▸ WHAT TO DO
Within these entries, which lines include the string "below"? Copy each one.

▸ SOURCE DATA
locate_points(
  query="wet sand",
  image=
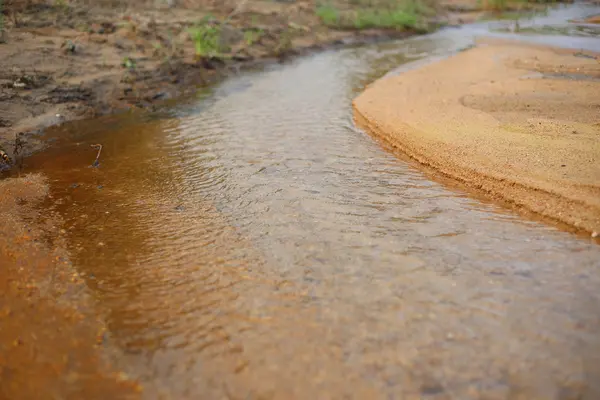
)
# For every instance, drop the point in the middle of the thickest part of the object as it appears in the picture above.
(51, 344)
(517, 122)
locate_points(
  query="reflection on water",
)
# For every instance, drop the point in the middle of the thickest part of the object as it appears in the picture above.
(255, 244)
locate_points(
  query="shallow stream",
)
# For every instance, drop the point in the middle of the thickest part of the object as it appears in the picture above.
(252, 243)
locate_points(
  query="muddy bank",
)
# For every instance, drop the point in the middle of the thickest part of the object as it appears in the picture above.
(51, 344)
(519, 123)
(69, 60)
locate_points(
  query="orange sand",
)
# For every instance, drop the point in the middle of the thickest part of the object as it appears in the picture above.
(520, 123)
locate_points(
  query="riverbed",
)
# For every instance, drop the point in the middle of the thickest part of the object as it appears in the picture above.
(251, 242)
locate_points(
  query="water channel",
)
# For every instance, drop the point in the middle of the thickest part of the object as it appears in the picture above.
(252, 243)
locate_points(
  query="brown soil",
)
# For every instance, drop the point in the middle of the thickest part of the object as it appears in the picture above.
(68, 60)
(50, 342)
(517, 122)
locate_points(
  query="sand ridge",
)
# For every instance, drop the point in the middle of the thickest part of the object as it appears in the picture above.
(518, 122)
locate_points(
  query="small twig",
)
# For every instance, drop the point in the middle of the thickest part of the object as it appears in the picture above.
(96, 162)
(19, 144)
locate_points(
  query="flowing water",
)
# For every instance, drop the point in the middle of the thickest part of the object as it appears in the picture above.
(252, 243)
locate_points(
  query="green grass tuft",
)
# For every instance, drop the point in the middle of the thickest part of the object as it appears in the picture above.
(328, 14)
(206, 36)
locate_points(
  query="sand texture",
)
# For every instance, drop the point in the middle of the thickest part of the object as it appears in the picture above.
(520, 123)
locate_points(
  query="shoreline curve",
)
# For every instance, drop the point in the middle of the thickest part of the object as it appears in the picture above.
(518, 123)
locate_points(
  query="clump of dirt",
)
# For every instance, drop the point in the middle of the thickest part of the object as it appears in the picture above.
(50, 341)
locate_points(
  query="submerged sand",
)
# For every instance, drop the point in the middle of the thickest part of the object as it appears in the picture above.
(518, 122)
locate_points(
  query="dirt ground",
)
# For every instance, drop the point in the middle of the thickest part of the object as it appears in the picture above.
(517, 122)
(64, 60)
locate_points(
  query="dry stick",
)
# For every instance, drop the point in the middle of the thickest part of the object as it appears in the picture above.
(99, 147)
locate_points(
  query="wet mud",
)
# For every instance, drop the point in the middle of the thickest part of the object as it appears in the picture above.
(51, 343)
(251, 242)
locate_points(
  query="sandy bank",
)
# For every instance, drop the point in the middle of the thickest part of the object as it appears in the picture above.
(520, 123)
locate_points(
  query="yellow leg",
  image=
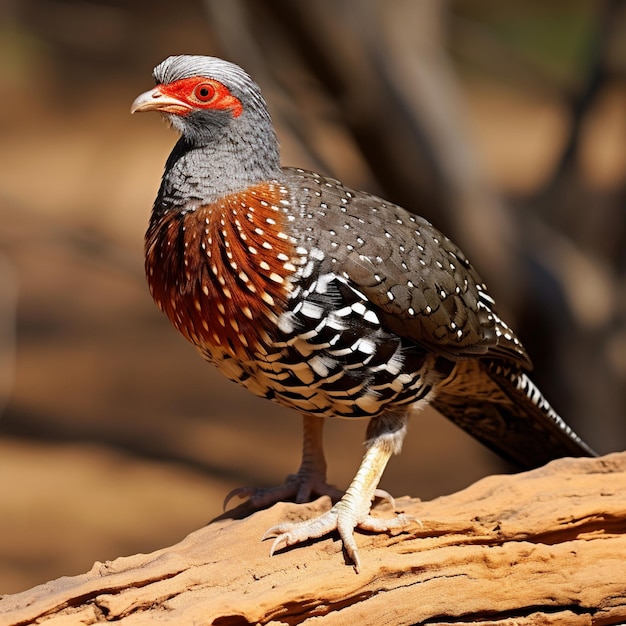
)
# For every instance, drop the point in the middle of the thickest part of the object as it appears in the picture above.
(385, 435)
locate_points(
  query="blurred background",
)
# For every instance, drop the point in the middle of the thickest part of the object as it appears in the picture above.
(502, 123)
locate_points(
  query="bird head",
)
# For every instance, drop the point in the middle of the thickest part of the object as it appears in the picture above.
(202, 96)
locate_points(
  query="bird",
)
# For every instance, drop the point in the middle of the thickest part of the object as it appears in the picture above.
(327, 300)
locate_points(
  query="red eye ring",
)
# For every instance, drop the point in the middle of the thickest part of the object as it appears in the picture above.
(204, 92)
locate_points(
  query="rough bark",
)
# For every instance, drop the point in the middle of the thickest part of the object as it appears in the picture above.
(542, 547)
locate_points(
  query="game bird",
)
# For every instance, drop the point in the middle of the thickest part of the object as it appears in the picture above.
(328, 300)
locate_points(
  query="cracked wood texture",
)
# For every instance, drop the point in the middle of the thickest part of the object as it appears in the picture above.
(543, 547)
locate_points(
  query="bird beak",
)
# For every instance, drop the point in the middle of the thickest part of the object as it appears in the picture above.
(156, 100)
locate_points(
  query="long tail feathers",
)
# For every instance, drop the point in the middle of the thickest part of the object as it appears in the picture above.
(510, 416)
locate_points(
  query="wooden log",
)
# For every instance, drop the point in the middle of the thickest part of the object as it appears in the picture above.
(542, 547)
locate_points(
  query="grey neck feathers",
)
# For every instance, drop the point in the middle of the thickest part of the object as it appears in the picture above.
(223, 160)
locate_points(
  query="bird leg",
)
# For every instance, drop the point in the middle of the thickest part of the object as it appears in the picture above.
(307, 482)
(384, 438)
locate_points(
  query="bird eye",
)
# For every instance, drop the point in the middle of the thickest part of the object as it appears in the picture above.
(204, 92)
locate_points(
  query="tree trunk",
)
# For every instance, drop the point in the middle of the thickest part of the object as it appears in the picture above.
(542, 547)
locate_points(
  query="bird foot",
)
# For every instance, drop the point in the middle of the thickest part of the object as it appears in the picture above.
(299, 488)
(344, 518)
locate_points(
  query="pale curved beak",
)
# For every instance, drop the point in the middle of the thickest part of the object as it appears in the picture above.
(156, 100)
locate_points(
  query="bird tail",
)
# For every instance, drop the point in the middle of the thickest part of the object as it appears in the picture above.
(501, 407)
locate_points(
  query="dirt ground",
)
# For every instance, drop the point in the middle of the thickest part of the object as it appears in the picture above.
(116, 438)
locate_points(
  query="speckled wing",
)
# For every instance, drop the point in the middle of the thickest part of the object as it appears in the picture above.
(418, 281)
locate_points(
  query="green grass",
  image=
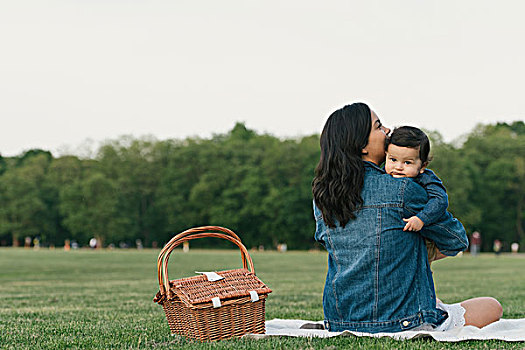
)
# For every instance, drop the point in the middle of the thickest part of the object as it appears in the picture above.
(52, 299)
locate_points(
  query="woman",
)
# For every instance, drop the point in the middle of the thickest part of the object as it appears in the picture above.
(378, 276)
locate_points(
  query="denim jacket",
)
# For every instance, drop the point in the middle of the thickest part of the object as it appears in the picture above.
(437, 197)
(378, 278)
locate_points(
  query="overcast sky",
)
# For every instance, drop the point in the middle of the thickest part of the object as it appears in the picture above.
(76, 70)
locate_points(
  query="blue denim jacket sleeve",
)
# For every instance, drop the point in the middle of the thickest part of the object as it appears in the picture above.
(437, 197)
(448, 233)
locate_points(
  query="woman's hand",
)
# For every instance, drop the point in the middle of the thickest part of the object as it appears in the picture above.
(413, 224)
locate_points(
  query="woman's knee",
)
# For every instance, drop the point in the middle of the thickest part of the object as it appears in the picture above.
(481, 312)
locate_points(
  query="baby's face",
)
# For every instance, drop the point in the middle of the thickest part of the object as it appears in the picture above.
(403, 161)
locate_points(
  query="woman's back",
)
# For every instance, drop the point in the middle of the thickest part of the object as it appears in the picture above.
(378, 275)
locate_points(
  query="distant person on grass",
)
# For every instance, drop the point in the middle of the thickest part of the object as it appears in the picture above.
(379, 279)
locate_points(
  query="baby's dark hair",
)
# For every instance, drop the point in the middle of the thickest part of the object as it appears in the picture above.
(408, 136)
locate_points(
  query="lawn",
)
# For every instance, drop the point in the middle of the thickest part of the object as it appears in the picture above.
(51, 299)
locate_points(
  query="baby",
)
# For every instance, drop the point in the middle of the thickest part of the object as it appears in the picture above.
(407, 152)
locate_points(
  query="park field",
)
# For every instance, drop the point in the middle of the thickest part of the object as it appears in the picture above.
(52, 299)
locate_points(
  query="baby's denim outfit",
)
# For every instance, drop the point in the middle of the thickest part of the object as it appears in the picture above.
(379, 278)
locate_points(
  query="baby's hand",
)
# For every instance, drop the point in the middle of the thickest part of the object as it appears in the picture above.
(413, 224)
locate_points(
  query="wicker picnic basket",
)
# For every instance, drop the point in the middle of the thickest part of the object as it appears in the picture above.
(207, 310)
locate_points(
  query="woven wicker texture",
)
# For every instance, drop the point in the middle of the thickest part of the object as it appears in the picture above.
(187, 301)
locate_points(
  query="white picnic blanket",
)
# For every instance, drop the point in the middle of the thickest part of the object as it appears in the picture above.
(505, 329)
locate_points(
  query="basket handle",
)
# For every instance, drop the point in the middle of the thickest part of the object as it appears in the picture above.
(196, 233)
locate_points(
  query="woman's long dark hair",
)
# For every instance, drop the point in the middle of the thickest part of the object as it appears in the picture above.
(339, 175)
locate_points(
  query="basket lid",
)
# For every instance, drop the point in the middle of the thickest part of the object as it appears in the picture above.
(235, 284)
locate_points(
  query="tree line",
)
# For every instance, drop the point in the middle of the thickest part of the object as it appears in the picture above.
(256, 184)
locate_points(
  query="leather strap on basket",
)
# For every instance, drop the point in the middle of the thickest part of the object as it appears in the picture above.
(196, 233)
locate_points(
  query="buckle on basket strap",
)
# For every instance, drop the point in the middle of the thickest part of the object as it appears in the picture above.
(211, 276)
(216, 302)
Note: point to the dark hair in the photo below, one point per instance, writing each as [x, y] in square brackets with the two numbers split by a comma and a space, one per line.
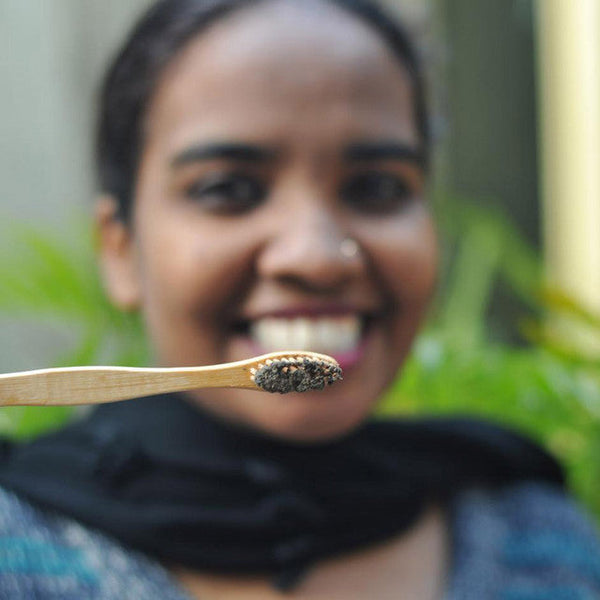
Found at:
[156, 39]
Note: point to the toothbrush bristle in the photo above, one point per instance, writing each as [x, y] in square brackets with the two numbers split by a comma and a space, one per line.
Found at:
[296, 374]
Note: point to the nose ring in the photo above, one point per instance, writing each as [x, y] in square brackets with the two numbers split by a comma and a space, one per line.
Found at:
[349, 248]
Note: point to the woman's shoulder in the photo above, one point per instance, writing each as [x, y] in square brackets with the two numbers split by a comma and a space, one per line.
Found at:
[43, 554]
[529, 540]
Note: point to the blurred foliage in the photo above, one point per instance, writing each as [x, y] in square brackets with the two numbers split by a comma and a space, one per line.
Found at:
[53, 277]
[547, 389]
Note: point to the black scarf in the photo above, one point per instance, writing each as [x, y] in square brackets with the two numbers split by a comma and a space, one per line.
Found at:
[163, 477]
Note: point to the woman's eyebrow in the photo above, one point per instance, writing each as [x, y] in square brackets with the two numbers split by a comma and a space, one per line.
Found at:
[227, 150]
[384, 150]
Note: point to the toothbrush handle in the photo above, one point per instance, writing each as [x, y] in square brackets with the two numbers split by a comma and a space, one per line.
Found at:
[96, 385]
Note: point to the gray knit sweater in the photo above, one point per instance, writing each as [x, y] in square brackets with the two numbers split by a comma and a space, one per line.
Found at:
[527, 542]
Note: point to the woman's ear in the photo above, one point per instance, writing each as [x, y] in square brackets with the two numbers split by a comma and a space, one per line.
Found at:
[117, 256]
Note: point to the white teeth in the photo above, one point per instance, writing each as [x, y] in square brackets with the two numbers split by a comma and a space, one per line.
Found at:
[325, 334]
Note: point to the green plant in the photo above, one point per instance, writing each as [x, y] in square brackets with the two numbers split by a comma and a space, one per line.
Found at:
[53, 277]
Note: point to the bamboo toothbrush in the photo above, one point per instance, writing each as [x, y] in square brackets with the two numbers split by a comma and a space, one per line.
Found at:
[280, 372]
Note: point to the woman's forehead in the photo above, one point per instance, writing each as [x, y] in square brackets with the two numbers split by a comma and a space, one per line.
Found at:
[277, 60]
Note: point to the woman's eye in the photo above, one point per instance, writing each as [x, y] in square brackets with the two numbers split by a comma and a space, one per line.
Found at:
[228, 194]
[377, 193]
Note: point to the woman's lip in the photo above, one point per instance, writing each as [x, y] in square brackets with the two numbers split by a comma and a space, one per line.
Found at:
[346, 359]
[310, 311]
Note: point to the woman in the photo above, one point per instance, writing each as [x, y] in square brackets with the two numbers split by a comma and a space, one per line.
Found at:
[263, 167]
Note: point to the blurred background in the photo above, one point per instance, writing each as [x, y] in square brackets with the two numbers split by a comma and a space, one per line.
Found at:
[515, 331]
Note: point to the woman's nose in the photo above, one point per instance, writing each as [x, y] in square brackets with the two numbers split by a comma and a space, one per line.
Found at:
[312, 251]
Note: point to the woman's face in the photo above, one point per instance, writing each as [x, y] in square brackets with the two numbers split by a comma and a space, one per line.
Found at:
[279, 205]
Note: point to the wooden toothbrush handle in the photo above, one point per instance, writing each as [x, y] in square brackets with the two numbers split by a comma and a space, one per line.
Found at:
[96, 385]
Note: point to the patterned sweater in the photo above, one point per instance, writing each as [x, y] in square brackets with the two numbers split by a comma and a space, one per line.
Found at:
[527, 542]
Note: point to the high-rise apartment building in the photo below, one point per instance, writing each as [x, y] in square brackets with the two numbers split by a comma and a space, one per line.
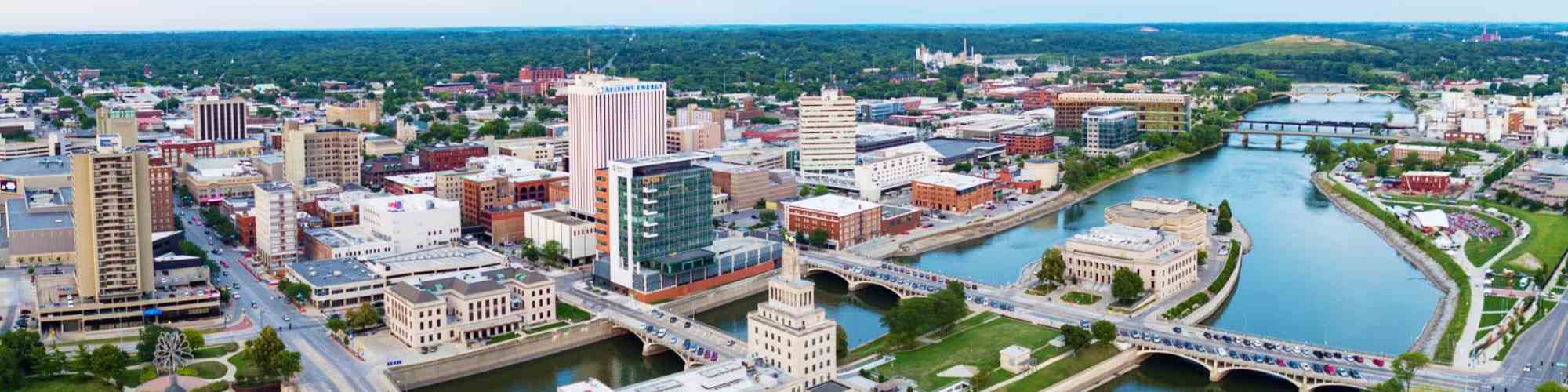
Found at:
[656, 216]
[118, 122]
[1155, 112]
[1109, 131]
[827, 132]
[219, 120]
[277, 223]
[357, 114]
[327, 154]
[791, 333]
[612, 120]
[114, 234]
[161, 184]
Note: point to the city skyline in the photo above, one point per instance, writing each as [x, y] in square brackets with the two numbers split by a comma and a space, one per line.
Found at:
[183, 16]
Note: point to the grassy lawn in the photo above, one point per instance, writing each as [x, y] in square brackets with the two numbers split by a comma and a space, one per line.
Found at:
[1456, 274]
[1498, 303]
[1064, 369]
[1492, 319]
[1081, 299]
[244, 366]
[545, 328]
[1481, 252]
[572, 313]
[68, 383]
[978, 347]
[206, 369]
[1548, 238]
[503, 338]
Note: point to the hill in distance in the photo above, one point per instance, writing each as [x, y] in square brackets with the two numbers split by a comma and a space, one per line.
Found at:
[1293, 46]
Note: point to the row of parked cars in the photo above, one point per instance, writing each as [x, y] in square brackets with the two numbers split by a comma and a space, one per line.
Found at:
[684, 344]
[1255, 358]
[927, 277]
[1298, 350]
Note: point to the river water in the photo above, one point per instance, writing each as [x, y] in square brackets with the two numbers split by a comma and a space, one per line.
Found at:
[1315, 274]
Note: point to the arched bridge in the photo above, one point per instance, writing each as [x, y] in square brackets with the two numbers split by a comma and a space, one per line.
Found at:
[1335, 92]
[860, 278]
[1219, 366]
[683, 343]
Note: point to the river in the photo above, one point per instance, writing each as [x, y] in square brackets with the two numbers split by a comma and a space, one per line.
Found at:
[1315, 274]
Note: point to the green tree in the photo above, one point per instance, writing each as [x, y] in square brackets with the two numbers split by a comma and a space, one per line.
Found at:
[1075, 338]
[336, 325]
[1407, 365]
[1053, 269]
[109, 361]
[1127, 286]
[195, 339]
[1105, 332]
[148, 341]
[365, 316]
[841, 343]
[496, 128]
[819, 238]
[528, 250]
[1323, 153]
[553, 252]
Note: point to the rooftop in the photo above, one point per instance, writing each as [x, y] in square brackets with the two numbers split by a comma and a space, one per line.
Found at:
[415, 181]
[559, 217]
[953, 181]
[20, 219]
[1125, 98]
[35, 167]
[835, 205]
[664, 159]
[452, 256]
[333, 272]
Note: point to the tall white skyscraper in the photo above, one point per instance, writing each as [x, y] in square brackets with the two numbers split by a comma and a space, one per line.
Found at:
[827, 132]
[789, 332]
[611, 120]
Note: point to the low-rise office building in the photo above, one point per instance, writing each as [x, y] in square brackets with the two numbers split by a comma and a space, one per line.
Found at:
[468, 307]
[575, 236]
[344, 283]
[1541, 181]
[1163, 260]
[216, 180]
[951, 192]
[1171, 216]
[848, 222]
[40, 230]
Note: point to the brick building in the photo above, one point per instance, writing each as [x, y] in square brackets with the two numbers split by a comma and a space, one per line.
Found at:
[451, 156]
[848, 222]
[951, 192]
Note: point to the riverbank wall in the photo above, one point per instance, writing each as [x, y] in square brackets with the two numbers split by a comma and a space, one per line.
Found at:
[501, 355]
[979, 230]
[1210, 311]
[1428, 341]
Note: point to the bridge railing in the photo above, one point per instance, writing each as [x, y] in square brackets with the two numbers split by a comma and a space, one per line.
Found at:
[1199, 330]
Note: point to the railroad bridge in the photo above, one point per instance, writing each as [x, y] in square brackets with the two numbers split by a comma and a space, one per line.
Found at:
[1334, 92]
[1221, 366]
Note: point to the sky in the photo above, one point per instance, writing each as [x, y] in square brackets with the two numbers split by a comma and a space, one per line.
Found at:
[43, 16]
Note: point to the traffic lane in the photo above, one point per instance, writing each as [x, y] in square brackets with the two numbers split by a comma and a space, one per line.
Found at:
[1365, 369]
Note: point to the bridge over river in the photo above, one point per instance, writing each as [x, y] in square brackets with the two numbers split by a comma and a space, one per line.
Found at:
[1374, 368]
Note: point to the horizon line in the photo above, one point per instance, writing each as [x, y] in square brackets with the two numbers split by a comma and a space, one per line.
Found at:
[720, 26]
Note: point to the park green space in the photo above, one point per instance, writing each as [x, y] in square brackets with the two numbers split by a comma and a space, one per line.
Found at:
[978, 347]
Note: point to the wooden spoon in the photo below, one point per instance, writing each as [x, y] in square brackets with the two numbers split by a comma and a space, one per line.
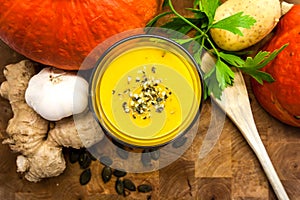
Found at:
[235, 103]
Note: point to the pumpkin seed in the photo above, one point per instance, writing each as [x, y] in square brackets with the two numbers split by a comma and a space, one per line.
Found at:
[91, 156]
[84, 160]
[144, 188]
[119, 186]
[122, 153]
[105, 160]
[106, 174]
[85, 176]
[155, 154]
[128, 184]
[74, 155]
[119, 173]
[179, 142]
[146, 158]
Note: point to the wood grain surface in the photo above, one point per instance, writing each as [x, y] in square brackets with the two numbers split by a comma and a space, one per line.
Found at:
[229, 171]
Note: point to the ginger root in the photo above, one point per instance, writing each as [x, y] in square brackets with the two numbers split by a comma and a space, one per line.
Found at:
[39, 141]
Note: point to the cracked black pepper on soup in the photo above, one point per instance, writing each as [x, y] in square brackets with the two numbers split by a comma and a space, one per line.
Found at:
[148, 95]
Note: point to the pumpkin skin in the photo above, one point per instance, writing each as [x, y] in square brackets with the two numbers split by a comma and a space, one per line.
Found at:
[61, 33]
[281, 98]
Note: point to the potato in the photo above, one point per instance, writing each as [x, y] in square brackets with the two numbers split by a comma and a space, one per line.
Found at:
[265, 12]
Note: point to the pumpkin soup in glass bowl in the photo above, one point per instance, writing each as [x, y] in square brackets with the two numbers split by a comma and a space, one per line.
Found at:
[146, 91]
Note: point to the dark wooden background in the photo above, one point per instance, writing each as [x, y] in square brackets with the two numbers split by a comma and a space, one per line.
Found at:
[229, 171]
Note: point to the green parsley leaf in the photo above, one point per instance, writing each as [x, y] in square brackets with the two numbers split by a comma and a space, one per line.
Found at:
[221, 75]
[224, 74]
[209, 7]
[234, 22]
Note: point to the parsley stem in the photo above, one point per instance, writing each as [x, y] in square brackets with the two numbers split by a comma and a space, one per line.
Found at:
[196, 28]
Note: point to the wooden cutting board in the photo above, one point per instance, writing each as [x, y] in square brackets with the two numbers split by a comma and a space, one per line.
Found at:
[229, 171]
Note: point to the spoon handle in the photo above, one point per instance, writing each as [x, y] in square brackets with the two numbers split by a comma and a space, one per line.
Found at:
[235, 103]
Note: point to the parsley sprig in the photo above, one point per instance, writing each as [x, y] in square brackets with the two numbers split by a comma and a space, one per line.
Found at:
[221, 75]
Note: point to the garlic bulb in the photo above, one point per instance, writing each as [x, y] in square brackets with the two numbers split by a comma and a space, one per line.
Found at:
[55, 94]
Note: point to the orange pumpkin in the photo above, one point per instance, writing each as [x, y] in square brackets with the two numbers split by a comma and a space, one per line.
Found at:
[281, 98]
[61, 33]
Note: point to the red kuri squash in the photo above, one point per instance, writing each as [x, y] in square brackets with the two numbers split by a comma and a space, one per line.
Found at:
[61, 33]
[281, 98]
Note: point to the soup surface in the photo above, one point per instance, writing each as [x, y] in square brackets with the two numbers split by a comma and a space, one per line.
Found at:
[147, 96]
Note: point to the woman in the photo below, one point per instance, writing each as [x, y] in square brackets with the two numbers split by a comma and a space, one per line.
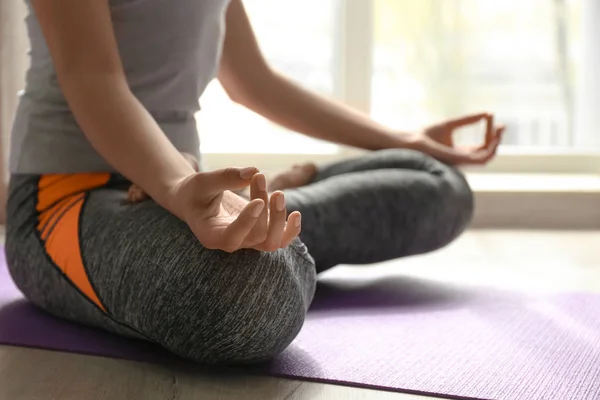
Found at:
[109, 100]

▸ ANSWER SPACE
Note: point to the dark hair in the photo below, one point per instance, writing each as [x, y] in square brackets with the two numbers split by a comma and a space, one per line.
Note: point to the high-rise apartment building in the photo below, one point per instance, writing each as [x, y] in square brackets with the two numbers split by a comma and a space, one per line.
Note: point to the wooden spoon in the photo below, one point per instance, writing each as [x, y] in square brackets with the two numbers split by a comma and a space, one per line.
Note: point to the woman in the photo below, one point per instance, writing each as [x, y] in square brackets with the two numbers split by a comma and a space, one per line.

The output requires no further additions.